• [SUPPLIED MATERIAL]:
########

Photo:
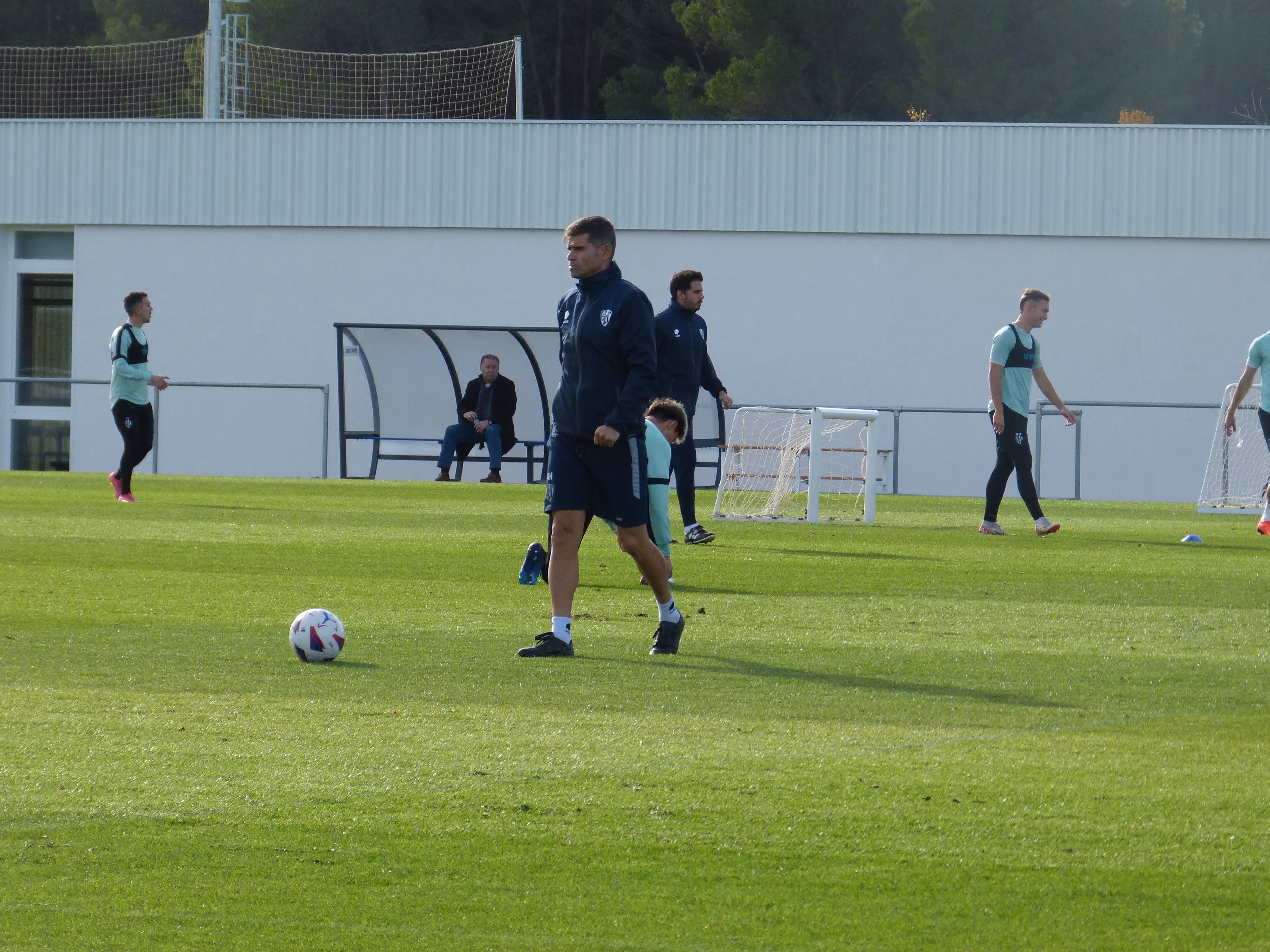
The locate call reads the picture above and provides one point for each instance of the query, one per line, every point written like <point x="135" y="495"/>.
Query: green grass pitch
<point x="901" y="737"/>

########

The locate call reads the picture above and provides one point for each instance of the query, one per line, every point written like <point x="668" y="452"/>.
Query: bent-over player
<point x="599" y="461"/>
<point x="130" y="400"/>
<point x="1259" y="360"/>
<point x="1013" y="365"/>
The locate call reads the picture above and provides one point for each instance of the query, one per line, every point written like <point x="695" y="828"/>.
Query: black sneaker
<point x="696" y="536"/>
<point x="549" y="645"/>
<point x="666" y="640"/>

########

• [WHAT YOU ARE ASKED TO DO]:
Copy each line above holding "reads".

• [WRITTEN RESPONSE]:
The locate call reads the picture above and provides one point for each instance of the query, one per line, every point written like <point x="135" y="495"/>.
The locate call reads the picture above and provides one point for each instance of the query, one per line, every point written like <point x="668" y="452"/>.
The locate call reads the picture above and provides one point for each instance of the query, one per line, every point written like <point x="695" y="828"/>.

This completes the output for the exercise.